# [Instruções do exercício]
• a. Quais são as duas lutas que o prelúdio do mês compartilha, segundo o artigo?
• b. Transcreva do artigo, sem mudar nada, tudo desde "Em junho recente, o" até "eterna e ininterrupta.".

━━━━━ Artigo ━━━━━

Prelúdio

2 de outubro de 2013 0 Por Meire Ramos

O prelúdio desse mês compartilha duas lutas urgentes e necessárias, que precisam estar em pauta, em discussão, e para alem disso, precisam gerar ações efetivas: a luta dos povos indígenas e o fechamento da Escola Livre de Teatro de Santo André. Temos todos que nos mobilizar.

Em junho recente, o Brasil deu uma mostra do que o povo é capaz. Não podemos parar, porque os donos do poder não dormem! A nossa luta é eterna e ininterrupta.

Karaí Miri

Nosso xondaro ruvixa, Karai Mirĩ, durante o protesto na Bandeirantes. 
Que suas palavras inspirem nossa luta!

“Essa terra não é minha e não é de vocês. Não foram vocês que fizeram e não fui eu. A terra que está aí é de Nhanderu! As matas e os pássaros que nela vivem. Mas não há mais árvores frutíferas para os pássaros se alimentarem. Vocês destruíram os animais de caça, Vocês destruíram tudo. Vamos viver numa terra deserta, devastada? Sem nada do que antes havia sobre ela, sem ter o que comer? E por isso estou bravo com vocês brancos, com os deputados.

━━━━━ Registros extraídos ━━━━━

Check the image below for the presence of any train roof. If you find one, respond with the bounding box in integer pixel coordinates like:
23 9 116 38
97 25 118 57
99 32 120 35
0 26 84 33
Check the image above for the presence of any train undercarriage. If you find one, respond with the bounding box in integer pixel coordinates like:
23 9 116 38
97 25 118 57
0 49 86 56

━━━━━
━━━━━ Registros extraídos ━━━━━

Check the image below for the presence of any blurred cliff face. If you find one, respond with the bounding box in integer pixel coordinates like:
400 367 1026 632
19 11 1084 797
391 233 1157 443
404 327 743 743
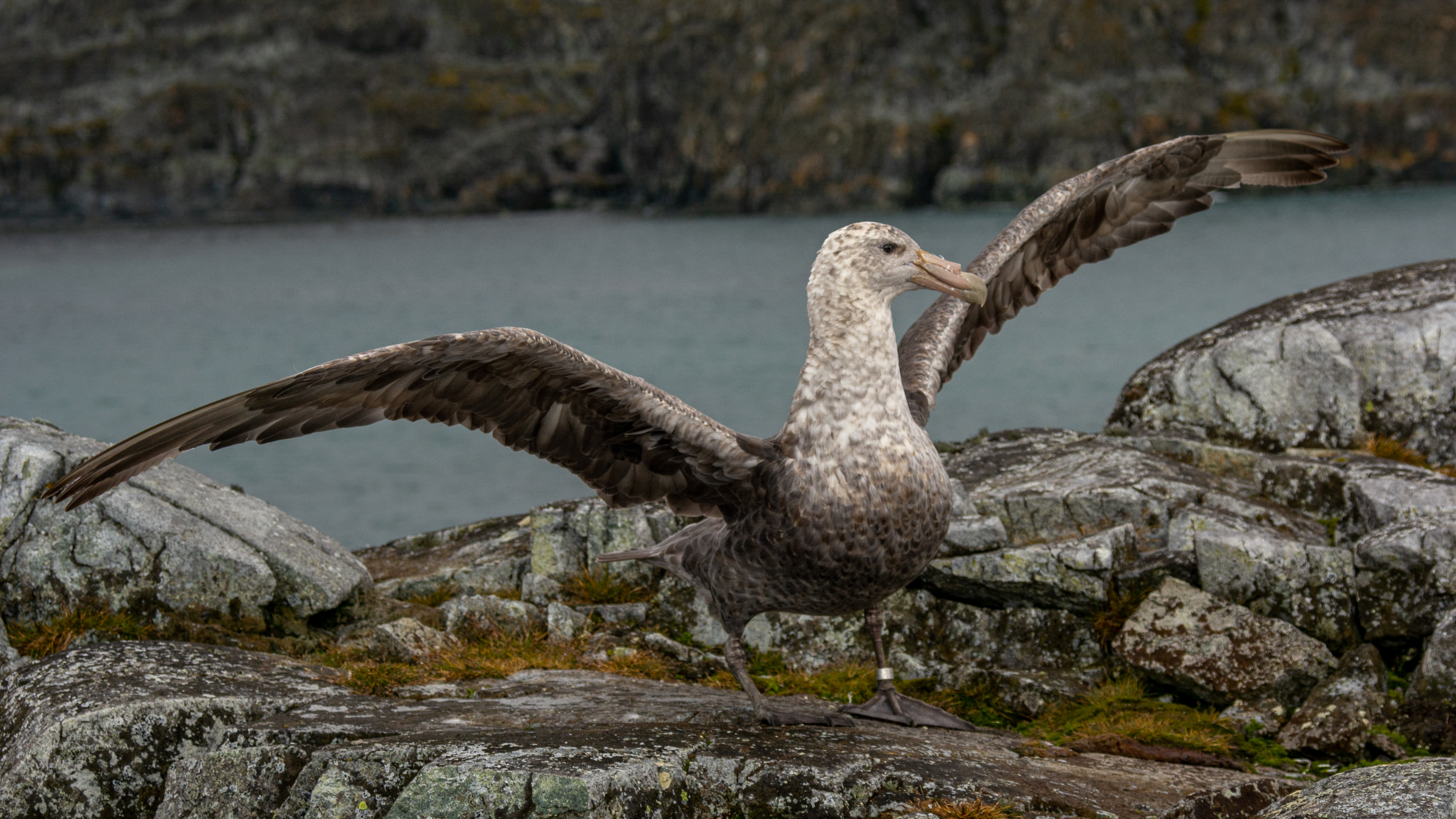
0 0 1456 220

━━━━━
━━━━━ Registros extraídos ━━━━━

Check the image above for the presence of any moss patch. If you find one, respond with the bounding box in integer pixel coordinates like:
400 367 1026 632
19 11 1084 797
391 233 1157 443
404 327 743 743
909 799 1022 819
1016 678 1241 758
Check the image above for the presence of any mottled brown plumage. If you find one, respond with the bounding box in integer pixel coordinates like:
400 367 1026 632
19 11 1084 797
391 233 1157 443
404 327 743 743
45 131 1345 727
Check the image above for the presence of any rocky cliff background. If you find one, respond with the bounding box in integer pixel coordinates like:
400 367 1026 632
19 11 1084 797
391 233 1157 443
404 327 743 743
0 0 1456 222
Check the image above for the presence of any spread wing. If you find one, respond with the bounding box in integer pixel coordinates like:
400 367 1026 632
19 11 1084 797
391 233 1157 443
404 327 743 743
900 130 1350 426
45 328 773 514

━━━━━

# [Respostas dadas]
• a. A luta dos povos indígenas e o fechamento da Escola Livre de Teatro de Santo André.

• b.
Em junho recente, o Brasil deu uma mostra do que o povo é capaz. Não podemos parar, porque os donos do poder não dormem! A nossa luta é eterna e ininterrupta.